* _Exercise goal_: Decide whether each statement agrees with the AI Act text below, answering yes or no and quoting the words from the text that settle it. (a) Deepfake images, audio or video must be clearly labelled. (b) Bans on prohibited practices apply twelve months after the law enters into force. (c) Regulatory sandboxes will be set up at the EU level.

* _Text passage_:
Obligations for high-risk systems

Clear obligations are also foreseen for other high-risk AI systems (due to their significant potential harm to health, safety, fundamental rights, environment, democracy and the rule of law). Examples of high-risk AI uses include critical infrastructure, education and vocational training, employment, essential private and public services (e.g. healthcare, banking), certain systems in law enforcement, migration and border management, justice and democratic processes (e.g. influencing elections). Such systems must assess and reduce risks, maintain use logs, be transparent and accurate, and ensure human oversight. Citizens will have a right to submit complaints about AI systems and receive explanations about decisions based on high-risk AI systems that affect their rights.


Transparency requirements

General-purpose AI (GPAI) systems, and the GPAI models they are based on, must meet certain transparency requirements, including compliance with EU copyright law and publishing detailed summaries of the content used for training. The more powerful GPAI models that could pose systemic risks will face additional requirements, including performing model evaluations, assessing and mitigating systemic risks, and reporting on incidents.

Additionally, artificial or manipulated images, audio or video content (“deepfakes”) need to be clearly labelled as such.

Measures to support innovation and SMEs

Regulatory sandboxes and real-world testing will have to be established at the national level, and made accessible to SMEs and start-ups, to develop and train innovative AI before its placement on the market.

Quotes

During the plenary debate on Tuesday, the Internal Market Committee co-rapporteur Brando Benifei (S&D, Italy) said: “We finally have the world’s first binding law on artificial intelligence, to reduce risks, create opportunities, combat discrimination, and bring transparency. Thanks to Parliament, unacceptable AI practices will be banned in Europe and the rights of workers and citizens will be protected. The AI Office will now be set up to support companies to start complying with the rules before they enter into force. We ensured that human beings and European values are at the very centre of AI’s development”.

Civil Liberties Committee co-rapporteur Dragos Tudorache (Renew, Romania) said: “The EU has delivered. We have linked the concept of artificial intelligence to the fundamental values that form the basis of our societies. However, much work lies ahead that goes beyond the AI Act itself. AI will push us to rethink the social contract at the heart of our democracies, our education models, labour markets, and the way we conduct warfare. The AI Act is a starting point for a new model of governance built around technology. We must now focus on putting this law into practice”.

Next steps

The regulation is still subject to a final lawyer-linguist check and is expected to be finally adopted before the end of the legislature (through the so-called corrigendum procedure). The law also needs to be formally endorsed by the Council.

It will enter into force twenty days after its publication in the official Journal, and be fully applicable 24 months after its entry into force, except for: bans on prohibited practises, which will apply six months after the entry into force date; codes of practise (nine months after entry into force); general-purpose AI rules including governance (12 months after entry into force); and obligations for high-risk systems (36 months).


Background

The Artificial Intelligence Act responds directly to citizens’ proposals from the Conference on the Future of Europe (COFE), most concretely to proposal 12(10) on enhancing EU’s competitiveness in strategic sectors, proposal 33(5) on a safe and trustworthy society, including countering disinformation and ensuring humans are ultimately in control, proposal 35 on promoting digital innovation, (3) while ensuring human oversight and (8) trustworthy and responsible use of AI, setting safeguards and ensuring transparency, and proposal 37 (3) on using AI and digital tools to improve citizens’ access to information, including persons with disabilities.

Point localization data:
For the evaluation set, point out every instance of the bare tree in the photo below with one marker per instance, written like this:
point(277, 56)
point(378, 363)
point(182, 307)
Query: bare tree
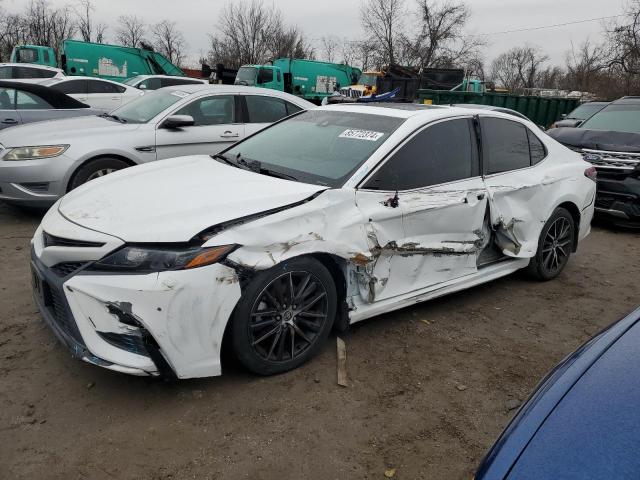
point(519, 67)
point(169, 41)
point(131, 31)
point(440, 40)
point(250, 33)
point(383, 22)
point(329, 46)
point(88, 30)
point(583, 63)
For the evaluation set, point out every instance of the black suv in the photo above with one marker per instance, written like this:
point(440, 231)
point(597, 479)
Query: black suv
point(610, 140)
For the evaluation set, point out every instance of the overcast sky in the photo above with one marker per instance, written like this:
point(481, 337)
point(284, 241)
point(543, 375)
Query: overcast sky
point(198, 18)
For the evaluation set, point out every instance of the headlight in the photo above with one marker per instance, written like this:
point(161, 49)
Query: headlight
point(146, 260)
point(34, 153)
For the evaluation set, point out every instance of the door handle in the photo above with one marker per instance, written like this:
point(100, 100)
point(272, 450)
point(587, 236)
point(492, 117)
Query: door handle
point(229, 134)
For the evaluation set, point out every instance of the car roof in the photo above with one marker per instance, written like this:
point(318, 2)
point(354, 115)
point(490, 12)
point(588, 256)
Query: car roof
point(409, 110)
point(203, 88)
point(630, 100)
point(55, 98)
point(598, 383)
point(31, 65)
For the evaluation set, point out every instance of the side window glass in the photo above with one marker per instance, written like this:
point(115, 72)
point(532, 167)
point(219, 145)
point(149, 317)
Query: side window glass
point(96, 86)
point(505, 145)
point(444, 152)
point(265, 75)
point(71, 87)
point(265, 109)
point(218, 110)
point(7, 99)
point(29, 101)
point(291, 108)
point(538, 151)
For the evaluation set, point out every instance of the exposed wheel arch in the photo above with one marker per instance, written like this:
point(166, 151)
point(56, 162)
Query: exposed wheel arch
point(92, 159)
point(573, 209)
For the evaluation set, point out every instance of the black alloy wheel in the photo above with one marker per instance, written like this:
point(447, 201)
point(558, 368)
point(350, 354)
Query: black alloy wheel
point(554, 246)
point(284, 316)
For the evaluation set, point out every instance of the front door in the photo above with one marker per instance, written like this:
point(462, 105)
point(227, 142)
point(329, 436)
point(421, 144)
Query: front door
point(433, 181)
point(216, 127)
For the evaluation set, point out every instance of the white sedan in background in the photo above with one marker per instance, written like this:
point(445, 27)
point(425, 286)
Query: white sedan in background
point(41, 162)
point(96, 92)
point(335, 214)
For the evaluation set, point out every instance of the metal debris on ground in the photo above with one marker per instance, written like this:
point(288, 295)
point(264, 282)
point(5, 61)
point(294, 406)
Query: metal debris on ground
point(343, 380)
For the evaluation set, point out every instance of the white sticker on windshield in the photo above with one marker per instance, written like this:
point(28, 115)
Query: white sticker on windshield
point(362, 135)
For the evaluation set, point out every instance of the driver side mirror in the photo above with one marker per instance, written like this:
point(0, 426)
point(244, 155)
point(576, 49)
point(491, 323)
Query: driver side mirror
point(178, 121)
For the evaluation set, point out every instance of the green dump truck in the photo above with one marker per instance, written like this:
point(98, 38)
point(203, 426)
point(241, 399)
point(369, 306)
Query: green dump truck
point(112, 62)
point(309, 79)
point(542, 111)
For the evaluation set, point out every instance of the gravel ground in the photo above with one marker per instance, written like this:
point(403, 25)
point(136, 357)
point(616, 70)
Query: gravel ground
point(431, 386)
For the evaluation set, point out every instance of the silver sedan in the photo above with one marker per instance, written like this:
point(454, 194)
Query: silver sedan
point(41, 162)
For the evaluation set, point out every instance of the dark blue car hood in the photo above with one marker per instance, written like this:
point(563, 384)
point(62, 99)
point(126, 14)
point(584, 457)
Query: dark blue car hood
point(583, 420)
point(594, 432)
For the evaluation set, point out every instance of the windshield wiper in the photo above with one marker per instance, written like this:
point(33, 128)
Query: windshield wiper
point(115, 117)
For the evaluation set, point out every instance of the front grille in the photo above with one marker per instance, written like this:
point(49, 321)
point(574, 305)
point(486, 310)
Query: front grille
point(65, 269)
point(55, 302)
point(53, 241)
point(612, 161)
point(130, 343)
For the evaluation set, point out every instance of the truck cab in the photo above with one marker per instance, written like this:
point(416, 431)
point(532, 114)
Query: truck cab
point(34, 54)
point(263, 76)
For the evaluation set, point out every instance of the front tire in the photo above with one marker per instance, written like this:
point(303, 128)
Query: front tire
point(554, 246)
point(284, 316)
point(95, 169)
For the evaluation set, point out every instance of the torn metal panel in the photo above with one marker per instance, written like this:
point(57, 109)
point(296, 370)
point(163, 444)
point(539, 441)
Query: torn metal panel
point(520, 202)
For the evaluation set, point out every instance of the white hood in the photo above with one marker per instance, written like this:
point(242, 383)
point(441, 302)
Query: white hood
point(173, 200)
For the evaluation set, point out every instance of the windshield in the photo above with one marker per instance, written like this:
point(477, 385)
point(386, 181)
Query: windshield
point(132, 81)
point(318, 146)
point(368, 79)
point(616, 118)
point(144, 108)
point(246, 76)
point(584, 111)
point(27, 55)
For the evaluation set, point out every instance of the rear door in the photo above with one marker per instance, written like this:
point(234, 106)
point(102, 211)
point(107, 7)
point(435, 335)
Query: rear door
point(433, 179)
point(8, 114)
point(262, 110)
point(217, 125)
point(521, 192)
point(104, 95)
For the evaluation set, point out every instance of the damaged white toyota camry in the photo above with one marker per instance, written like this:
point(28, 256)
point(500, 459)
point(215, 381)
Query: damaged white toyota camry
point(329, 217)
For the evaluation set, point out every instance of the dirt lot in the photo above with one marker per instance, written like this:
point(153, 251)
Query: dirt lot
point(431, 386)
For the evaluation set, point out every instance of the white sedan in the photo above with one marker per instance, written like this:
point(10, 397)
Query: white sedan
point(96, 92)
point(327, 218)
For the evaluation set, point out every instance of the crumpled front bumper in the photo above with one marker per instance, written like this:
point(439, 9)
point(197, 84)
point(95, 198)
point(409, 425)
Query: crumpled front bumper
point(168, 324)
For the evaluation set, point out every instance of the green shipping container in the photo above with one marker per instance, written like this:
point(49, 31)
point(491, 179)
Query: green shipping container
point(542, 111)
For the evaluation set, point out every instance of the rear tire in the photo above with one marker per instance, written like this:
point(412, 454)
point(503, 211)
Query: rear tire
point(284, 316)
point(554, 246)
point(96, 169)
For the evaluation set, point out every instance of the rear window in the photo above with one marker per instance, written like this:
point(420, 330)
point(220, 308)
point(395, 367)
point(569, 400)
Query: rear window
point(616, 118)
point(318, 146)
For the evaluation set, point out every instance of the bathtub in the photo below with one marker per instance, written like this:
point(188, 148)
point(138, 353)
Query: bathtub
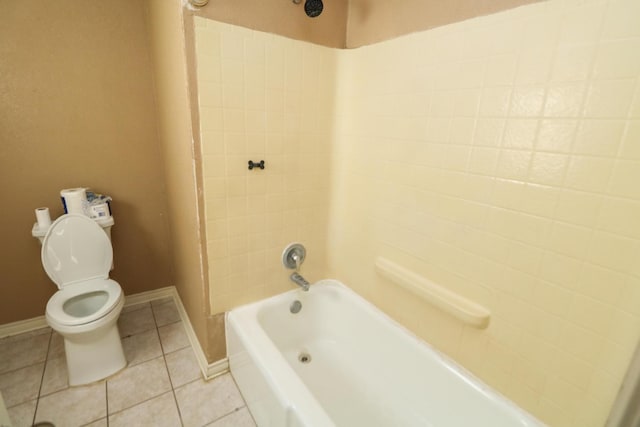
point(340, 361)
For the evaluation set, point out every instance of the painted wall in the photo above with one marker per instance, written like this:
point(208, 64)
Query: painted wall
point(372, 21)
point(77, 109)
point(262, 97)
point(167, 42)
point(503, 162)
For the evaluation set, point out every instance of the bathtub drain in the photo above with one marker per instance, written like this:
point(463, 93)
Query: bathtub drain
point(304, 357)
point(295, 307)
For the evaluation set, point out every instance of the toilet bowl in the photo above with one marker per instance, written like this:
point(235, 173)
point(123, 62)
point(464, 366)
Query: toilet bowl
point(77, 256)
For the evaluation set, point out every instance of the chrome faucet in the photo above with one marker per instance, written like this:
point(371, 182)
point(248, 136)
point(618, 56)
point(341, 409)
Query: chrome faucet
point(292, 258)
point(300, 281)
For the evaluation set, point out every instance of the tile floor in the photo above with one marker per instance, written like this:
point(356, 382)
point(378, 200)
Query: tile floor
point(161, 386)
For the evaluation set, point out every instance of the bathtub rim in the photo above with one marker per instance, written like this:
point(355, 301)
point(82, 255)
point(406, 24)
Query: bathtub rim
point(239, 315)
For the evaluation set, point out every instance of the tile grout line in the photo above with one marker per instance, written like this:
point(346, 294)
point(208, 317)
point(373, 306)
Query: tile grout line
point(44, 369)
point(106, 398)
point(166, 367)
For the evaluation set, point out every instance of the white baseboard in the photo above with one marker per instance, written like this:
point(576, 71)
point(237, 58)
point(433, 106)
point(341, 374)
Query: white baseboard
point(148, 296)
point(22, 326)
point(209, 370)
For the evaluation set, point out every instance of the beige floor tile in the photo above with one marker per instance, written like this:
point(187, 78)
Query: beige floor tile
point(183, 367)
point(74, 406)
point(160, 411)
point(203, 402)
point(56, 346)
point(137, 384)
point(166, 313)
point(22, 415)
point(128, 308)
point(239, 418)
point(23, 350)
point(161, 301)
point(173, 337)
point(136, 321)
point(142, 347)
point(21, 385)
point(100, 423)
point(55, 375)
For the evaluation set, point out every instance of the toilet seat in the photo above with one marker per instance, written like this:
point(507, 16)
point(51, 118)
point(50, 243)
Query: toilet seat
point(77, 254)
point(76, 249)
point(112, 294)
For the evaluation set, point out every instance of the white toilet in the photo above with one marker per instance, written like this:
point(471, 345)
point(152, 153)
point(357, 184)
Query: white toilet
point(77, 256)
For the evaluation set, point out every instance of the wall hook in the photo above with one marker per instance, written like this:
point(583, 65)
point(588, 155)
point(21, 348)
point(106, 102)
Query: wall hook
point(253, 164)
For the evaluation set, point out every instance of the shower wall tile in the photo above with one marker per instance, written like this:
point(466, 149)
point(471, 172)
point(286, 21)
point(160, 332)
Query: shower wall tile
point(262, 97)
point(505, 166)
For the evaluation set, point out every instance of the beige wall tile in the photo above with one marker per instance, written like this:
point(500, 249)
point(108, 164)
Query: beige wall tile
point(513, 183)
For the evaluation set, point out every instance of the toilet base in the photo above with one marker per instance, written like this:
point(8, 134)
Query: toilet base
point(94, 356)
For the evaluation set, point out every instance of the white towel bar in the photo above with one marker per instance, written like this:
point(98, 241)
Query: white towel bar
point(467, 311)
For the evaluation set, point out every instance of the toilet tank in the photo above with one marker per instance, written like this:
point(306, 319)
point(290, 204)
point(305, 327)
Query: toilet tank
point(105, 223)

* _Problem solution_:
(a) Yes: "artificial or manipulated images, audio or video content (“deepfakes”) need to be clearly labelled as such."
(b) No: "bans on prohibited practises, which will apply six months after the entry into force date"
(c) No: "Regulatory sandboxes and real-world testing will have to be established at the national level"